** THE EXERCISE **
Pull out every line in the material below that contains the string "riding", and copy each of those lines unchanged.

** ENTRIES SHOWN **
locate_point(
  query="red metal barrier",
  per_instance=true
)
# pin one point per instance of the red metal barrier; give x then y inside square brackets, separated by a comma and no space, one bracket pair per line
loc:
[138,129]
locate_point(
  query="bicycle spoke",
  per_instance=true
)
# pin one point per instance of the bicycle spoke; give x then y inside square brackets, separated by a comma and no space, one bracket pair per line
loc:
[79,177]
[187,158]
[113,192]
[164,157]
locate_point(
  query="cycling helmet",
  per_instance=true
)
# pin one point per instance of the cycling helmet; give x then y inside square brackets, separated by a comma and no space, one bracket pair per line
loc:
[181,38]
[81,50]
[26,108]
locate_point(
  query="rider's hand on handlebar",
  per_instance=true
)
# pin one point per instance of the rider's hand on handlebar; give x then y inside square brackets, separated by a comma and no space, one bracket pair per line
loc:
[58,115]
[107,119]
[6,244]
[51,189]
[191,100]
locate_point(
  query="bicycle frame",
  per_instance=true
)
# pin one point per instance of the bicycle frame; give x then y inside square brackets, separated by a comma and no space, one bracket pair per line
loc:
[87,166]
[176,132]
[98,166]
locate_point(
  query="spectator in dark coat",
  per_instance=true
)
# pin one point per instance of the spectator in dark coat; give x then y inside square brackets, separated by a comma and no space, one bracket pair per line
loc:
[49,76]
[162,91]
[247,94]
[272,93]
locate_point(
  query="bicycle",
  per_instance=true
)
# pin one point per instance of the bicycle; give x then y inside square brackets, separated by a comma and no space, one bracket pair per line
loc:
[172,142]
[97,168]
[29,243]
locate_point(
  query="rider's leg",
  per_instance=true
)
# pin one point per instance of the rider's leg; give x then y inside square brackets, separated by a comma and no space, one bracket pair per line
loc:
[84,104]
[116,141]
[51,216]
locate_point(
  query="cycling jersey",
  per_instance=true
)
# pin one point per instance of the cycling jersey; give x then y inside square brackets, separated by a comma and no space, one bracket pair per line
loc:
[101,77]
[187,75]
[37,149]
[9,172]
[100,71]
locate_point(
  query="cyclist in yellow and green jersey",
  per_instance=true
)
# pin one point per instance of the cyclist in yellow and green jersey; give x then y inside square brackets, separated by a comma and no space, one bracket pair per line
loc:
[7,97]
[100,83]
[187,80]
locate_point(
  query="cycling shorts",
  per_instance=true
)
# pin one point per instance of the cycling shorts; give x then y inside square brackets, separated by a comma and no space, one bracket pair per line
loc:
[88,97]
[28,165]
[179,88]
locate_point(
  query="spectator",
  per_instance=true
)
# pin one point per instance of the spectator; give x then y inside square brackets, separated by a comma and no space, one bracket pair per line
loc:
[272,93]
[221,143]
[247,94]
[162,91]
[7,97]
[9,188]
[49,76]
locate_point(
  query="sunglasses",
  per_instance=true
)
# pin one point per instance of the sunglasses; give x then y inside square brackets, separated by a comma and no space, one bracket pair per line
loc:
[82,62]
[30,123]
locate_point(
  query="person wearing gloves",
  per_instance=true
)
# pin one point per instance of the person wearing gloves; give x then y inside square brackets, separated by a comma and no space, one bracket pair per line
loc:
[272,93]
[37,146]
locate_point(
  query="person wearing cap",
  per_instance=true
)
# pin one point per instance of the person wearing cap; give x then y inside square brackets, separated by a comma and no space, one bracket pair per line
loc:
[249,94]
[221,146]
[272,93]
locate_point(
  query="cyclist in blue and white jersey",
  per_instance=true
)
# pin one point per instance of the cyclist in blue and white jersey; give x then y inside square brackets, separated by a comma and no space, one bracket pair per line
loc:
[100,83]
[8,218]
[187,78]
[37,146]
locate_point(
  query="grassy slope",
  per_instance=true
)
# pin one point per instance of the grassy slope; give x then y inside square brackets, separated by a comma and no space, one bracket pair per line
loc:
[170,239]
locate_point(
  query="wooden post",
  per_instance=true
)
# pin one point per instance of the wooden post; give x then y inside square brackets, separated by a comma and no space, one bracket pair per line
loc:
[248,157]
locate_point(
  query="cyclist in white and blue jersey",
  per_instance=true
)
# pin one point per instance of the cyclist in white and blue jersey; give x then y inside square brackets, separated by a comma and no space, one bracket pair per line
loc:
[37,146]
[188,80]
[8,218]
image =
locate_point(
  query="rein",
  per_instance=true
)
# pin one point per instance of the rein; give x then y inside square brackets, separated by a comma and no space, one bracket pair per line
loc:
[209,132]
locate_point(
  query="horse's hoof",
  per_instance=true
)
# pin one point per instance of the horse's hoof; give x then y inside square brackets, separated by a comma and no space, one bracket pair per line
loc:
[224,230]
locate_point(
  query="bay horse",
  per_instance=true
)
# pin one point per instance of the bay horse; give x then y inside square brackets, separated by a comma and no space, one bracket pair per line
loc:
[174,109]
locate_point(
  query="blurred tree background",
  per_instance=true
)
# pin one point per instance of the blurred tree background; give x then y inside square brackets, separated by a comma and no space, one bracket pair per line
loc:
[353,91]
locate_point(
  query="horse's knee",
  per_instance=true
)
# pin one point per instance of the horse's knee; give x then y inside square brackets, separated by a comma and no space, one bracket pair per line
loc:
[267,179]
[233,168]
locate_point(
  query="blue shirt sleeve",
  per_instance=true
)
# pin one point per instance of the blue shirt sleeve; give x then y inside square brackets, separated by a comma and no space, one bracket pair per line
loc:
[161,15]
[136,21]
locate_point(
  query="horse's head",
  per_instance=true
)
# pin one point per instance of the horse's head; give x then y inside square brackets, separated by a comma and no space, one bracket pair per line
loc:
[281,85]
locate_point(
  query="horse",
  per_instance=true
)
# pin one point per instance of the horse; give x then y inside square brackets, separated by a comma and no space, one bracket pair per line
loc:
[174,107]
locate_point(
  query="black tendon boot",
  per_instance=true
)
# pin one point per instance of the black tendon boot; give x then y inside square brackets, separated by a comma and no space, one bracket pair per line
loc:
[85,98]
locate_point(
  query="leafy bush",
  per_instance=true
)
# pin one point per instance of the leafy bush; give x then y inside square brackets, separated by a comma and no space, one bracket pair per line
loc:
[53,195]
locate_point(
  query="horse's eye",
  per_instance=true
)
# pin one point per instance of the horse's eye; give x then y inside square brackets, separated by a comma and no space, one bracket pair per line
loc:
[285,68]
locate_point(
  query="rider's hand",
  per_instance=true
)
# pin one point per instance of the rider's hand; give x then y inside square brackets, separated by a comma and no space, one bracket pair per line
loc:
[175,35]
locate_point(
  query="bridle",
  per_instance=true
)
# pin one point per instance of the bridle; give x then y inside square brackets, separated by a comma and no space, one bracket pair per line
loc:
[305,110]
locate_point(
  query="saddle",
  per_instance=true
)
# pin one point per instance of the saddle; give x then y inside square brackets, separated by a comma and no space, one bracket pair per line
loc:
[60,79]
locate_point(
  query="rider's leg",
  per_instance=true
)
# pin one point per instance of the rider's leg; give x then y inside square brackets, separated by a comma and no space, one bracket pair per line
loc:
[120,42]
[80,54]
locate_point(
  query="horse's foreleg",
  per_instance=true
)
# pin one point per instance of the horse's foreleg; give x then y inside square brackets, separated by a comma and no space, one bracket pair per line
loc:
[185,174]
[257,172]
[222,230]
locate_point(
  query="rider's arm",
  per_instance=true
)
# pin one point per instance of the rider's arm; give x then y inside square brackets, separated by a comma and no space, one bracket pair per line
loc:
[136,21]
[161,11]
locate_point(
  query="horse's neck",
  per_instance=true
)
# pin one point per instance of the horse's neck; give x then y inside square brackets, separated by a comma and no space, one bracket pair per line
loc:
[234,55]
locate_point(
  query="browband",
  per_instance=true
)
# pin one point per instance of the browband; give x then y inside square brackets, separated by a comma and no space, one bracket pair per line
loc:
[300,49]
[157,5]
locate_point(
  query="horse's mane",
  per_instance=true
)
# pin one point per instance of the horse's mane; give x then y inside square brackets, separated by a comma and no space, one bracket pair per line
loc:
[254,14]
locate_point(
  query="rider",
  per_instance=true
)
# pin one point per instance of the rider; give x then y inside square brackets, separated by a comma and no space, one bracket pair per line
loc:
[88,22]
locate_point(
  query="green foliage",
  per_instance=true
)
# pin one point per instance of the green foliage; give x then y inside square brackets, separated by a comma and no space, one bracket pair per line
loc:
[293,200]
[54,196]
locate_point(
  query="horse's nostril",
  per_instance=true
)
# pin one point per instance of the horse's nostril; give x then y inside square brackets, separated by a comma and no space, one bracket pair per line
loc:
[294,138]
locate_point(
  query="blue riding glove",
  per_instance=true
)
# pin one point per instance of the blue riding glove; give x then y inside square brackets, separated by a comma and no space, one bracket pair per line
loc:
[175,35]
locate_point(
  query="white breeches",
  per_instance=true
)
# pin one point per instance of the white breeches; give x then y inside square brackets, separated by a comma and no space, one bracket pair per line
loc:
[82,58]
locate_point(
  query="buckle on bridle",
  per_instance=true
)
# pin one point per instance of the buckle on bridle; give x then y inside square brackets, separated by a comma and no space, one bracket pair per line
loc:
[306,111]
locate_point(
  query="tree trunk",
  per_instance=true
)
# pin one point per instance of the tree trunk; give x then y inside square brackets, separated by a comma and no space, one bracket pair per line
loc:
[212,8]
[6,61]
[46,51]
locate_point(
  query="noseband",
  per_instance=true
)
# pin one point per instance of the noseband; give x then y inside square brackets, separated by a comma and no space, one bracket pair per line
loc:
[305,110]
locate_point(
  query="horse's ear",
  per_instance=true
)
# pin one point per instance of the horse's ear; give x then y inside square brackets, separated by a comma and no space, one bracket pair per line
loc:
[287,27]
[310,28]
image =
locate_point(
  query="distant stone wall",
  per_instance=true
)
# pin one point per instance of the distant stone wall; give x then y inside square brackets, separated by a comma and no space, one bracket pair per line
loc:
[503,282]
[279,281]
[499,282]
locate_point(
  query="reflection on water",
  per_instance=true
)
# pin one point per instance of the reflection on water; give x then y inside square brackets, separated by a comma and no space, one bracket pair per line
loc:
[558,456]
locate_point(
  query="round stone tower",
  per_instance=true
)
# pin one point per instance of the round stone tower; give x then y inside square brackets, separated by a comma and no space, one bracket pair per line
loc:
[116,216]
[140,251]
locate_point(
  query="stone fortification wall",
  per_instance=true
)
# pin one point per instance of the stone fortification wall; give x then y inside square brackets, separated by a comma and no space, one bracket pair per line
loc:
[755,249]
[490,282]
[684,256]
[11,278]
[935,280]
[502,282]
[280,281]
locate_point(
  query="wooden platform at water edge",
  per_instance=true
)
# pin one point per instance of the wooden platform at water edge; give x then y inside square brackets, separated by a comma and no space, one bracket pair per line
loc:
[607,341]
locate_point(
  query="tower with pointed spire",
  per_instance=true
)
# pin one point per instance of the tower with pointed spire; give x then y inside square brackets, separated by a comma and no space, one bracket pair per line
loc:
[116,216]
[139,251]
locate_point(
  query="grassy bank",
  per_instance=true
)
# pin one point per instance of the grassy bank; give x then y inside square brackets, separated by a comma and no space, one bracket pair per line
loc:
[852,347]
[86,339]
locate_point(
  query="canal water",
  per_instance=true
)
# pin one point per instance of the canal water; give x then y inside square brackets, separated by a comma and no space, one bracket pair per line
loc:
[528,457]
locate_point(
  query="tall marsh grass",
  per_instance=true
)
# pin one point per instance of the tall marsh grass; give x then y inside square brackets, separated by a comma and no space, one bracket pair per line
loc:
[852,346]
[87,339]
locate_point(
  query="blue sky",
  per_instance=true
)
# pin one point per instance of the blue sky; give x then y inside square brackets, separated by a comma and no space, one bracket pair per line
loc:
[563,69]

** SOLUTION **
  query="blue riding glove",
# pin one point per instance of the blue riding glove; give x then y inside square brackets, separated by a comma and no space, one bracket pair per line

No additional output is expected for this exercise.